(Passage to read)

**********

The Straight Dope: What's the difference between premium and regular gas?

I noticed about a 2-3 mpg drop in gas mileage when I've tried it in my car, which pretty much canceled out any savings. I doubt the power loss is anything your butt dyno will notice, but it's there too. Whether it's necessary is determined by the compression ratio of your motor, and even a knock sensor means knock has to happen before the computer adjusts...

It's like anything else; you can probably exceed the trailer weight by a bit, drive on your tires past the wear bars, or whatever. If it's worth the risk on a $30K vehicle to (maybe) save a few bills, then go for it, but really, you bought the wrong vehicle if you wanted to be thrifty :p

Other than running an engine without oil, there is probably nothing that you can do that is more detrimental to an engine than detonating it. In an ideal combustion cycle there is a controlled burning of the compressed fuel and air, but during detonation there is an exploding of the mixture with a instantaneous release of all its energy, regardless of where the piston is in its stroke. The timing of the auto-ignition will have a direct effect on where the damage takes place.

**********

(Data excerpt)
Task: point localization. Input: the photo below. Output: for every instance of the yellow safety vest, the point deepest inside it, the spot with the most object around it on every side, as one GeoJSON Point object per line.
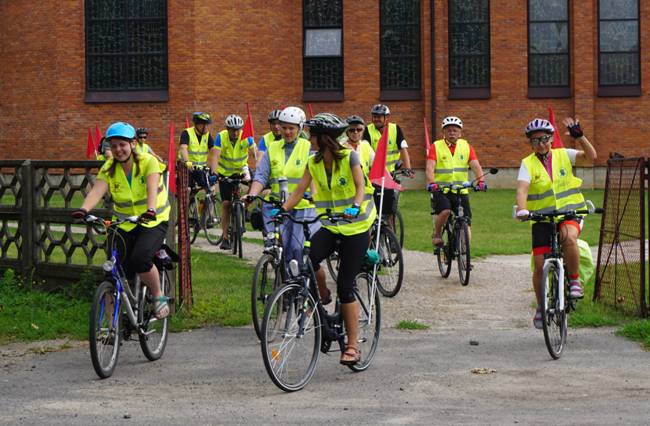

**********

Write what comes next in the discussion of premium versus regular gas, picking up after its last sentence. You won't need the data for this.

(Written response)
Detonation very early in the compression stroke is usually the silent killer that goes unheard by the driver. This form of combustion usually results in rotating assembly failure by attacking the connecting rods and bearings. Detonation that comes nearer to TDC or slightly after is usually heard as pinging and will likely result in the burning of the piston or the lifting of the ring land from the piston. The force from the colliding of the multiple flame fronts can be likened to the wake of two boats travelling in opposite directions on a lake. When the two wakes meet, they usually peak and absorb the energy of each other. The more dominant wake will still have some leftover energy and will proceed weakly in its original direction. The same holds true for colliding flame fronts in a cylinder. If you have one flame initiated at the spark plug and another started independently of the plug, usually the spark-initiated front is the dominant one. As the two flame fronts collide, the pressure in the cylinder rises from the compacting of the molecules. Historically, the normal flame front has enough energy to run over the abnormal one but uses a lot of its energy to do this. Add to this that the abnormal combustion has consumed a portion of the combustible mixture that filled the cylinder, and the least result is a loss of power, if not a damaged engine.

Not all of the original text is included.